PROBLEM DESCRIPTION: Starting at the line with "task: outline the <item>woman in", transcribe each line through the final one, both included, and add nothing.

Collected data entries
- - -

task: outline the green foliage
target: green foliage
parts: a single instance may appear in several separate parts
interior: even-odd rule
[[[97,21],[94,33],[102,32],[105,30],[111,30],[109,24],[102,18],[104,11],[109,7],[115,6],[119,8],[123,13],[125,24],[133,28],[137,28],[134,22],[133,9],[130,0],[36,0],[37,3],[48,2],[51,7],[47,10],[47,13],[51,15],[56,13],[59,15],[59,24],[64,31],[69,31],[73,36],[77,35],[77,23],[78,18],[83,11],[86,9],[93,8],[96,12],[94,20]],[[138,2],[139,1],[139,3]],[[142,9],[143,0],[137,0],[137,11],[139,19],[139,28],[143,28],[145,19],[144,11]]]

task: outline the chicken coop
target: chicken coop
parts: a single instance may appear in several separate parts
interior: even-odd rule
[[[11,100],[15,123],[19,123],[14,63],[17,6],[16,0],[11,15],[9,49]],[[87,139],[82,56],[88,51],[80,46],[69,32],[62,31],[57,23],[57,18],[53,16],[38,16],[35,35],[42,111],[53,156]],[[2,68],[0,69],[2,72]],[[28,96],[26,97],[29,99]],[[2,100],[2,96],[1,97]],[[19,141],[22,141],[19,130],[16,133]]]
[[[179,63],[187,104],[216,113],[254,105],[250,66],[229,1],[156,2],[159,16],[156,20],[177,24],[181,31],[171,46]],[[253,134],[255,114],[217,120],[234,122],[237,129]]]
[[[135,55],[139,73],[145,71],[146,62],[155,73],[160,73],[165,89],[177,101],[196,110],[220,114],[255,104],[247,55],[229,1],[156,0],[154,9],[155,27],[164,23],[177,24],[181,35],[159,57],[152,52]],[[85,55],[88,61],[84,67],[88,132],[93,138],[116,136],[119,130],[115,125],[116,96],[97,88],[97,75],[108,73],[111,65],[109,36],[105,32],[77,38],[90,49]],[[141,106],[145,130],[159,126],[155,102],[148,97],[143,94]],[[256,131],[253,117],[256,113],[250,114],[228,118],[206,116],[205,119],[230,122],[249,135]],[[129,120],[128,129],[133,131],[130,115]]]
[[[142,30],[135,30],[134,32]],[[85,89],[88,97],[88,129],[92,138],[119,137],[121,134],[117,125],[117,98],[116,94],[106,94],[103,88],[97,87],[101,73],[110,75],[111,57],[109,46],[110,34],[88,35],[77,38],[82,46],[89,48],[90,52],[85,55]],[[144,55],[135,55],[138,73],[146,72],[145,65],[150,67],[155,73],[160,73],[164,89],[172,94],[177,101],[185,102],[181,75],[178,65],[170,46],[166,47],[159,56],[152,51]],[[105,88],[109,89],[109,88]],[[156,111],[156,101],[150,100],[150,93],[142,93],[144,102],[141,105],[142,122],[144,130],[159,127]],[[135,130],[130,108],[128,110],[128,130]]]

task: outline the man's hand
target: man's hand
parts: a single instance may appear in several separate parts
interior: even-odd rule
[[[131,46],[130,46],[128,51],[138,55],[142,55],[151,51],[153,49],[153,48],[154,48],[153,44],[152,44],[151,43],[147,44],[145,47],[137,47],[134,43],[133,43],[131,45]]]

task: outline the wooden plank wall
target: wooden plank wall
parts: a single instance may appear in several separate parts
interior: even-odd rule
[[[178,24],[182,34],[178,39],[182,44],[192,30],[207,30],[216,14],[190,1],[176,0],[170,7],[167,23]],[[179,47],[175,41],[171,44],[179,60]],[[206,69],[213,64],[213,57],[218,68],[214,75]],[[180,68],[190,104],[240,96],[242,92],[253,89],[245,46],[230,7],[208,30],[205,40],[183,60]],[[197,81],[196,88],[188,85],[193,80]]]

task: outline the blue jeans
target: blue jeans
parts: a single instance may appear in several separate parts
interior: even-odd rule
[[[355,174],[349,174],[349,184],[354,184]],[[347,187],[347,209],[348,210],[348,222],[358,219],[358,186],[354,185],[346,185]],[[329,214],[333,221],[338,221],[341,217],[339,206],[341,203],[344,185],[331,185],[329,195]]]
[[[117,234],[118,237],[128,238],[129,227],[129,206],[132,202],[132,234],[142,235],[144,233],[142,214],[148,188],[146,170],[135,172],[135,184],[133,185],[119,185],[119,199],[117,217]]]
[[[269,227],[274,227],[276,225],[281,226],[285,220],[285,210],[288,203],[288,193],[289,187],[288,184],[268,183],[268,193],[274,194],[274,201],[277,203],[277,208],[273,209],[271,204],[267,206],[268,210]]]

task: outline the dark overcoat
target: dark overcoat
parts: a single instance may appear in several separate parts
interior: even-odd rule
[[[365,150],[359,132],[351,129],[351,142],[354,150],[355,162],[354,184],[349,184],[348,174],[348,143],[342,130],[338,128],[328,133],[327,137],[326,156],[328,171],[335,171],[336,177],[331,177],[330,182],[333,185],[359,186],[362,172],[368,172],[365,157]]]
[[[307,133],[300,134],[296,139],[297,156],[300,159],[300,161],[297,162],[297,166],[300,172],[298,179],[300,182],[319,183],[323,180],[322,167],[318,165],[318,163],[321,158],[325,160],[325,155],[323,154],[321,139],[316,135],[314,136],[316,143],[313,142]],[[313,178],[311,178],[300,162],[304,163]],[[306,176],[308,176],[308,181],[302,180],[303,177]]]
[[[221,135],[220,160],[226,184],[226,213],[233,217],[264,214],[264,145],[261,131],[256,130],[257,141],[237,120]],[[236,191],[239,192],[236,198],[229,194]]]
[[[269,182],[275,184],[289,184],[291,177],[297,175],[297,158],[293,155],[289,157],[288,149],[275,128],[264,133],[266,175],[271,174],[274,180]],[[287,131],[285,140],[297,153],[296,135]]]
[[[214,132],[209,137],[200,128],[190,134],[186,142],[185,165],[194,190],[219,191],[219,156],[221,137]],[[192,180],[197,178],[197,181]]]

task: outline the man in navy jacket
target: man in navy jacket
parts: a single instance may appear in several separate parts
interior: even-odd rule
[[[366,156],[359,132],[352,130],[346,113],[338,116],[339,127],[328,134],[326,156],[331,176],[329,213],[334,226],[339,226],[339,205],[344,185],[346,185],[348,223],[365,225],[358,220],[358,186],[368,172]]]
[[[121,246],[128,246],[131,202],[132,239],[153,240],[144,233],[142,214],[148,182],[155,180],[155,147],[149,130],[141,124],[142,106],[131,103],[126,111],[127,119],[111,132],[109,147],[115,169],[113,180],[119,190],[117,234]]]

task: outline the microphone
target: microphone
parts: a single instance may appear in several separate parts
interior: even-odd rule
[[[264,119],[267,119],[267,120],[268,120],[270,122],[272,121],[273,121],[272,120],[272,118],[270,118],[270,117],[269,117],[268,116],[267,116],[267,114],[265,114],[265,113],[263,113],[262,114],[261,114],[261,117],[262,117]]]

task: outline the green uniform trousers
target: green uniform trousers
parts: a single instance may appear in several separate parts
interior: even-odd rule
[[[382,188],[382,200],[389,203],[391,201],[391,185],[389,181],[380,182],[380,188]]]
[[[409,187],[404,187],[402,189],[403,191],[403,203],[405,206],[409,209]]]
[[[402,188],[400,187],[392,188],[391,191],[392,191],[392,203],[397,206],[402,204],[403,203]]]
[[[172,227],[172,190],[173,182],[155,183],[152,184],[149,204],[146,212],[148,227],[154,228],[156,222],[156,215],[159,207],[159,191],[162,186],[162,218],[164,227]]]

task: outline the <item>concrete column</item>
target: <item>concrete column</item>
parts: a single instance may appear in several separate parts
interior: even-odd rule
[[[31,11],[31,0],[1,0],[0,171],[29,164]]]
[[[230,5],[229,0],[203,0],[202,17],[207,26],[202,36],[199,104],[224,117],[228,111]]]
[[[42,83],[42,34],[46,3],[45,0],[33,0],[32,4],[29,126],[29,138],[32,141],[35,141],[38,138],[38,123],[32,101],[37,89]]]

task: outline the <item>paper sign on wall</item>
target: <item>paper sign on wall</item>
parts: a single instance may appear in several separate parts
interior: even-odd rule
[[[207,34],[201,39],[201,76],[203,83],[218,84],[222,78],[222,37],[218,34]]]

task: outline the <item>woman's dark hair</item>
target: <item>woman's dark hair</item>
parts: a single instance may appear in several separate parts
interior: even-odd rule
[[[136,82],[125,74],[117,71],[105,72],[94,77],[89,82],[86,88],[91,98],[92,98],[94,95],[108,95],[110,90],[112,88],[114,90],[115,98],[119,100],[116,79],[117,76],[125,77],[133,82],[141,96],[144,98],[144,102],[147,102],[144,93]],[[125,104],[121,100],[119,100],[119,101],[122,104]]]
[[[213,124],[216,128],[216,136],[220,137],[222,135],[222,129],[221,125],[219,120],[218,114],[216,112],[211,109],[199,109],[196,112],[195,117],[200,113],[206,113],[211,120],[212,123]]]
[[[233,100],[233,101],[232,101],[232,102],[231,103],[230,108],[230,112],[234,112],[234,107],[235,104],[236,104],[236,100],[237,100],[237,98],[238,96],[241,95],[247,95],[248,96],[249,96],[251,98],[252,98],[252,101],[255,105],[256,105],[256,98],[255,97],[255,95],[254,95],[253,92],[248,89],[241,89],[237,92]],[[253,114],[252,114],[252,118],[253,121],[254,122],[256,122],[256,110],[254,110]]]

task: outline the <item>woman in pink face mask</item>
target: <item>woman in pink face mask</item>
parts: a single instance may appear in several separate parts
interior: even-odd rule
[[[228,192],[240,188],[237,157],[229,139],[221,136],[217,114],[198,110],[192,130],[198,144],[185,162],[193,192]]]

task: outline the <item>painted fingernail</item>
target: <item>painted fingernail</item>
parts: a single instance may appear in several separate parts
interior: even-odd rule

- - -

SOLUTION TO THE PROBLEM:
task: outline the <item>woman in pink face mask</item>
target: <item>woman in pink face mask</item>
parts: a single instance may appear in several separate parts
interior: even-odd rule
[[[228,192],[240,188],[237,157],[229,139],[221,136],[217,114],[198,110],[192,130],[198,144],[185,162],[193,192]]]

task: outline the <item>painted fingernail</item>
target: <item>painted fingernail</item>
parts: a single instance may appear in several separate parts
interior: even-odd rule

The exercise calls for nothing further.